> **SUPPLIED PASSAGE**
When physicists do mathematics, they don’t say they’re doing “number science”. They’re doing math.
If you’re analyzing data, you’re doing statistics. You can call it data science or informatics or analytics or whatever, but it’s still statistics.
If you say that one kind of data analysis is statistics and another kind is not, you’re not allowing innovation. We need to define the field broadly.
You may not like what some statisticians do. You may feel they don’t share your values. They may embarrass you. But that shouldn’t lead us to abandon the term “statistics”.
Tags: data analysis, data science
5 Apr 2013 at 9:02 am
Yes!
(Ken, statistician and proud of it.)
5 Apr 2013 at 9:51 am
Absolutely.
9 Apr 2013 at 12:56 am
OK but… as you point out, physicists do mathematics, but still call themselves physicists because that’s not all they do.
Whether or not you agree, data scientists would qualify themselves the same way — they do statistics, but also other things that statisticians generally do not do (product development, system administration, engineering, etc.).
9 Apr 2013 at 6:08 am
Yes, I’m not saying that a computer scientist should be called a statistician without his/her approval. (Though I might call a statistician who does only mathematics, a mathematician.)
But there should be no “data science” that is not statistics. “Statistics” should swallow it up.
9 Apr 2013 at 8:28 am
I dunno, I don’t think we get to appropriate the term without adjusting our curriculum a bit so that we teach at least some of the engineering/computer science/business skills needed for many data science jobs.

> **SUPPLIED MATERIAL**
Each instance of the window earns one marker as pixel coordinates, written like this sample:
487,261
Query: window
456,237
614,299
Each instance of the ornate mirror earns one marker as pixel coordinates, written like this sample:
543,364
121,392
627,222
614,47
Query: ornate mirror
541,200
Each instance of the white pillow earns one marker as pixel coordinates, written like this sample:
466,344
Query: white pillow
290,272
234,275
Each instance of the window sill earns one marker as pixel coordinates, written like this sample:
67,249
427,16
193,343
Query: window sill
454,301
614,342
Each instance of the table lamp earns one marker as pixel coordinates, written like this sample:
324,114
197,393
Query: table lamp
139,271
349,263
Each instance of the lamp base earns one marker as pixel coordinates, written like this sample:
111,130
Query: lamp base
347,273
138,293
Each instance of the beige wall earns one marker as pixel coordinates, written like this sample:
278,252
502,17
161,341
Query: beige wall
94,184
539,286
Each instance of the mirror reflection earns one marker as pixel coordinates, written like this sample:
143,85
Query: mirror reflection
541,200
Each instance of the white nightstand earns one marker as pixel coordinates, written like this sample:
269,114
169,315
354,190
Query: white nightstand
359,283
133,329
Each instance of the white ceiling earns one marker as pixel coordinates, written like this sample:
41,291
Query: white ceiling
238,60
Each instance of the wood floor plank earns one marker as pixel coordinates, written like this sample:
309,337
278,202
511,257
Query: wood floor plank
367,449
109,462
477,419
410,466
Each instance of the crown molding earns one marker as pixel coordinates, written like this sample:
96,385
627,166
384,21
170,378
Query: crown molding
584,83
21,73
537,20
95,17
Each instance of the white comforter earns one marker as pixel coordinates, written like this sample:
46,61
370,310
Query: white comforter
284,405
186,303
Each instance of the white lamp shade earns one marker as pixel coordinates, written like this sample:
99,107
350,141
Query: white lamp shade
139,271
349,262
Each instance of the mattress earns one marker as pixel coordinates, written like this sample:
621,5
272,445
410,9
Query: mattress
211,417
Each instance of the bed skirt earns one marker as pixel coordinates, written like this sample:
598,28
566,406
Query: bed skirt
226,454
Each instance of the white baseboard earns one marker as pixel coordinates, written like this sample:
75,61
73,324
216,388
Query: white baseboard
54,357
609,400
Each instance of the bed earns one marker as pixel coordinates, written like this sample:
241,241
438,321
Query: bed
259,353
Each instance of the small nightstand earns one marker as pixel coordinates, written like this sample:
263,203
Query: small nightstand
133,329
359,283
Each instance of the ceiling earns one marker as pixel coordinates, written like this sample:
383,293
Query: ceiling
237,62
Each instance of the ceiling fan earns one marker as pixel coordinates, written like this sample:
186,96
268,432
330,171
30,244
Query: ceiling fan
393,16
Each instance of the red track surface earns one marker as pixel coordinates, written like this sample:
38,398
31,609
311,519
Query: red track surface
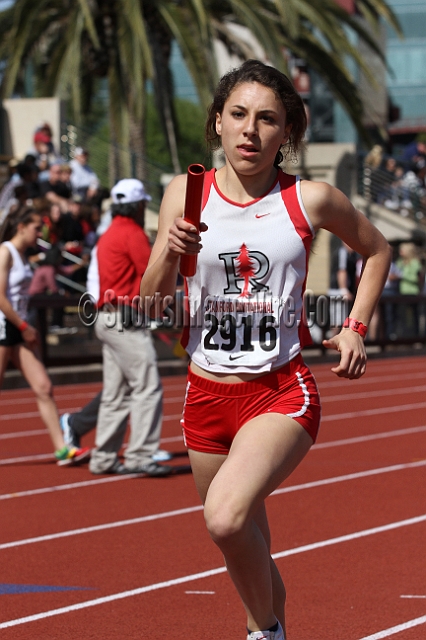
349,527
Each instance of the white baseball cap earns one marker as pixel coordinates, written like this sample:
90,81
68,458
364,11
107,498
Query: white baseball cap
79,151
129,190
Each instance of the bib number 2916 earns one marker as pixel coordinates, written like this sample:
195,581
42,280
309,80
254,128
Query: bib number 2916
229,333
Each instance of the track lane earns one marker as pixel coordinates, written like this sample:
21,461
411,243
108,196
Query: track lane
174,606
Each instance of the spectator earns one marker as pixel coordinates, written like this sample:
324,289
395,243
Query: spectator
76,425
411,283
415,152
84,181
343,285
27,179
18,339
54,189
391,288
43,149
130,375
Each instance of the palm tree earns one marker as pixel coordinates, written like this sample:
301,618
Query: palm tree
72,42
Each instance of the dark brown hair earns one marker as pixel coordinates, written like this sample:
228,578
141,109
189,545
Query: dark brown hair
255,71
22,215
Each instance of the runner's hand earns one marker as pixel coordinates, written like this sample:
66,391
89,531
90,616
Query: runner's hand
184,238
353,358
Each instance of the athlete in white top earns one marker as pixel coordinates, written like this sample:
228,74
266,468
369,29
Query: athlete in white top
18,339
247,428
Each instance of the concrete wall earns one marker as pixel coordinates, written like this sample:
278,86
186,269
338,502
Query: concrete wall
22,116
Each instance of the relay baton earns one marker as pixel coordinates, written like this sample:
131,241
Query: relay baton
192,212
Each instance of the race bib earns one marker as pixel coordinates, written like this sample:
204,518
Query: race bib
241,331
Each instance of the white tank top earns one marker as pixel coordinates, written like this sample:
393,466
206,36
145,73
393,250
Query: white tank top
246,299
20,276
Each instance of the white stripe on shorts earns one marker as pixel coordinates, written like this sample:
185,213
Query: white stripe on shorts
305,395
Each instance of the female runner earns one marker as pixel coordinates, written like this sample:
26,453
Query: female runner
18,339
252,409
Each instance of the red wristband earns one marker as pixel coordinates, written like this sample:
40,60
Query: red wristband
355,325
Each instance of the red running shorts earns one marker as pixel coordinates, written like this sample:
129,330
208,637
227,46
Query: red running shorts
214,411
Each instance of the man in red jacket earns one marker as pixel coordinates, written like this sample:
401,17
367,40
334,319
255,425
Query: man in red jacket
131,383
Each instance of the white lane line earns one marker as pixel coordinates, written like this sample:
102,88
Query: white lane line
101,527
178,512
350,476
218,570
372,436
34,414
373,394
65,487
374,412
369,380
336,416
23,434
393,630
320,445
43,432
73,396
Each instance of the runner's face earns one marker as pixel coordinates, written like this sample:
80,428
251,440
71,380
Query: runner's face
252,127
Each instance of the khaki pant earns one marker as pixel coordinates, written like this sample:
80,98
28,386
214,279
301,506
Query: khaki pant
131,386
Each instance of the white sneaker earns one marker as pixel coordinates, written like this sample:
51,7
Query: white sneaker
161,456
267,635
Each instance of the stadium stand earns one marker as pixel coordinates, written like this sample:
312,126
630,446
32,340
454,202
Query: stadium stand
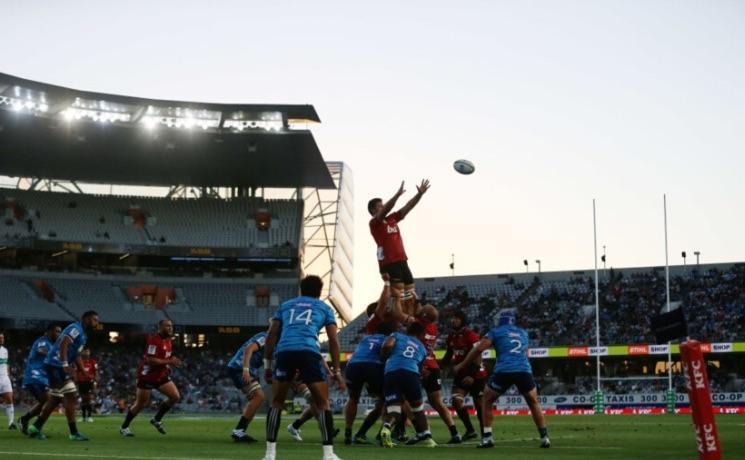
205,302
559,308
203,222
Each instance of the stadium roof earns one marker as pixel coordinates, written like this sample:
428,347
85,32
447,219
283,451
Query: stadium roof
53,132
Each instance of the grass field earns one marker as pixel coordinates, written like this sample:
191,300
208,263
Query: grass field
573,437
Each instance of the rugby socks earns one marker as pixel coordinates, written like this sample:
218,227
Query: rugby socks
272,426
465,418
162,410
128,419
369,421
326,422
480,417
10,413
242,424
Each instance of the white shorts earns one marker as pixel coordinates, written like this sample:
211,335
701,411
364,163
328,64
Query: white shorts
5,386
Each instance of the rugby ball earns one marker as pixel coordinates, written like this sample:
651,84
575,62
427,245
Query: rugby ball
464,167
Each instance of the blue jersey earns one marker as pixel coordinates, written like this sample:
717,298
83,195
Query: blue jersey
257,358
34,373
408,354
76,333
511,344
302,319
368,350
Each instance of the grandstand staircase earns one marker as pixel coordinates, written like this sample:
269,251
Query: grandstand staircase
33,292
528,292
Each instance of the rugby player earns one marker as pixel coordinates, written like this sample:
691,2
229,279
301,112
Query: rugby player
294,332
243,369
392,259
470,381
404,356
512,368
61,374
365,368
154,373
87,379
35,379
431,377
6,388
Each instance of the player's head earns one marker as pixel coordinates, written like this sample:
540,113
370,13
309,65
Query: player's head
428,314
506,318
374,205
386,328
371,309
415,329
53,331
89,320
458,319
311,286
165,327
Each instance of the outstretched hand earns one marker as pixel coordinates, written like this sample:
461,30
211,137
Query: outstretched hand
423,187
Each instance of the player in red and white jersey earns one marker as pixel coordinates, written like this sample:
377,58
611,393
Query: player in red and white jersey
392,258
86,378
431,377
471,381
154,373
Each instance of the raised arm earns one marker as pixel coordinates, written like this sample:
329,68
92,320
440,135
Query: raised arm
388,205
474,354
421,189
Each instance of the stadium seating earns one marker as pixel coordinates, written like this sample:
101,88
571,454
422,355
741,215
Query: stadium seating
220,301
203,222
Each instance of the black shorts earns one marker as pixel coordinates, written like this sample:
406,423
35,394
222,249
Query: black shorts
307,364
37,390
433,382
358,375
85,388
475,389
152,385
502,381
402,385
399,272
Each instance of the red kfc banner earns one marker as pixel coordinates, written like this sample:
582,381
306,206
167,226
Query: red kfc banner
697,383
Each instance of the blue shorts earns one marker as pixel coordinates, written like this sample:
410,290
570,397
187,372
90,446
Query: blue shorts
57,376
307,364
502,381
402,385
37,390
358,375
236,375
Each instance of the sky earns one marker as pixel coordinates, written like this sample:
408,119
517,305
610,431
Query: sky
555,102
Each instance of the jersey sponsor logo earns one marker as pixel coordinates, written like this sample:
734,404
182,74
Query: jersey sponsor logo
538,352
658,349
578,351
721,347
638,349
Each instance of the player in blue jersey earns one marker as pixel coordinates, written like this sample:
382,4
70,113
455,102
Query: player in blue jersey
243,369
34,376
404,355
294,332
365,368
61,374
512,368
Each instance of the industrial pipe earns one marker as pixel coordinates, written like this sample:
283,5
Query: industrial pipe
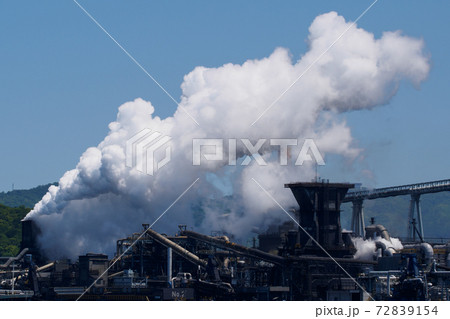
18,257
242,250
177,248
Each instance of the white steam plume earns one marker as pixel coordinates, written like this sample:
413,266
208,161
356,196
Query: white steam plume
366,248
102,200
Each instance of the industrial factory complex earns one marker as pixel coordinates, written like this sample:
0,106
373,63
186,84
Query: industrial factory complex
309,257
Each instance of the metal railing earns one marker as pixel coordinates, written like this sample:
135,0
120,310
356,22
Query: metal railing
419,188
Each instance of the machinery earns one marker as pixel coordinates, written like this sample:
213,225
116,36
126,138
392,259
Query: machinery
307,258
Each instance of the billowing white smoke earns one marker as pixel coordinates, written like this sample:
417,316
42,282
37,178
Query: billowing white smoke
366,248
102,199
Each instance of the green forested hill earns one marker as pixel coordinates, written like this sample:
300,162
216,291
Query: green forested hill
11,229
24,197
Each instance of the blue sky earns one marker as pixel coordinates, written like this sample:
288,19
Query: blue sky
62,78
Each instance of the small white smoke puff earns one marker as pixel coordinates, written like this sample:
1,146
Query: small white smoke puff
102,199
366,248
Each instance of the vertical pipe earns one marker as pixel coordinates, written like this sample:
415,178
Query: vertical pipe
169,266
13,281
419,215
410,219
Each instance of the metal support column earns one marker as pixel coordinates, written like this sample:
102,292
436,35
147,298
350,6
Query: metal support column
419,216
358,218
169,266
410,234
415,209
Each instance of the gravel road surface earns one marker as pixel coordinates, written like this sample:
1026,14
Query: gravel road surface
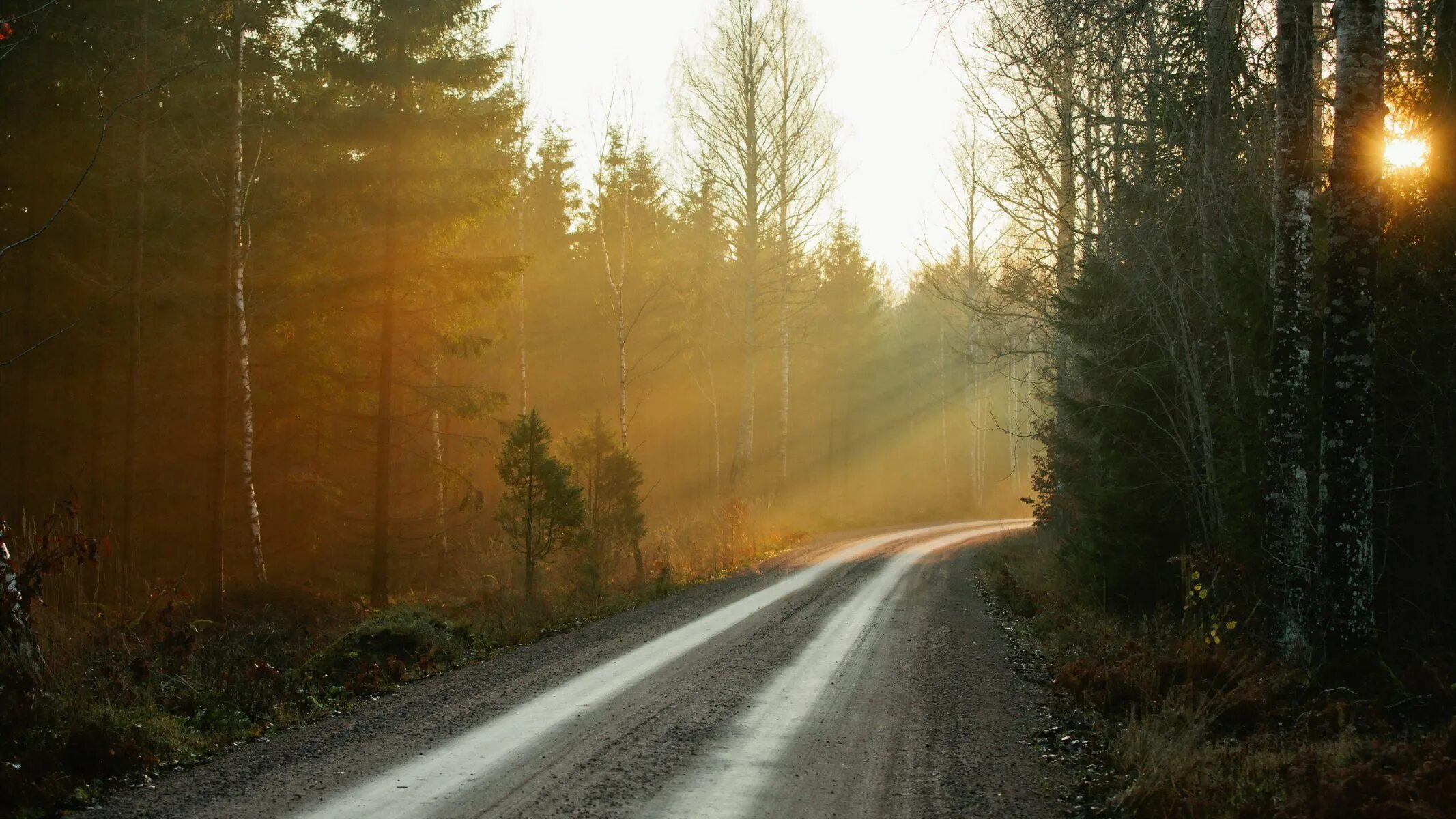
854,677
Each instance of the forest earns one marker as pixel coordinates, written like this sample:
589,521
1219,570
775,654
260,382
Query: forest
318,334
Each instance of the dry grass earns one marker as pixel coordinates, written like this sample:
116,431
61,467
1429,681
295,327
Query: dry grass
1219,731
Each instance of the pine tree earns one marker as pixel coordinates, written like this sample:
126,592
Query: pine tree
541,508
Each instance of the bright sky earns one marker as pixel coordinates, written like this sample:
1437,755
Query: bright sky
891,87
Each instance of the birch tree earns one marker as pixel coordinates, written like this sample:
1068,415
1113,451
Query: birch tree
803,171
1349,383
727,115
1287,523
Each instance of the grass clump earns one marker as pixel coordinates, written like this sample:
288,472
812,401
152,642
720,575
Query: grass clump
1200,723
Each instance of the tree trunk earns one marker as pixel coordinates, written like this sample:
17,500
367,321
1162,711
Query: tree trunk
1214,150
385,419
439,451
132,422
1443,113
1286,514
743,452
1354,244
784,389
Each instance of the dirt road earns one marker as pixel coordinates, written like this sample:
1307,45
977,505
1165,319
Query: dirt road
854,677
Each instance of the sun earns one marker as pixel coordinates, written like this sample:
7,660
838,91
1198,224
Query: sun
1404,153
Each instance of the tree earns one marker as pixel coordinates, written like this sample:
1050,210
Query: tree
418,83
1287,526
803,167
727,111
1349,379
614,521
629,217
541,510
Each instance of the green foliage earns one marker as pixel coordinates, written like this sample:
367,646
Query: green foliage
541,510
389,648
614,521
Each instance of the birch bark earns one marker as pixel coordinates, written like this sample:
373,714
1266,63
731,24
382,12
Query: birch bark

> **PROBLEMS AND TASKS**
1 – Rewrite more briefly the paragraph of the discussion of statistics and data science that begins "Whether or not you agree," keeping its main facts.
2 – Reproduce the discussion of statistics and data science between "9 Apr 2013 at 12:56" and "administration, engineering, etc.).", inclusive.
The material is separate from the discussion of statistics and data science above.

> **SOLUTIONS FOR EACH TASK**
1 – Like physicists, data scientists would describe themselves by more than one discipline: they do statistics, but they also do work that statisticians generally do not, such as product development, system administration and engineering.

2 –
9 Apr 2013 at 12:56 am
OK but… as you point out, physicists do mathematics, but still call themselves physicists because that’s not all they do.
Whether or not you agree, data scientists would qualify themselves the same way — they do statistics, but also other things that statisticians generally do not do (product development, system administration, engineering, etc.).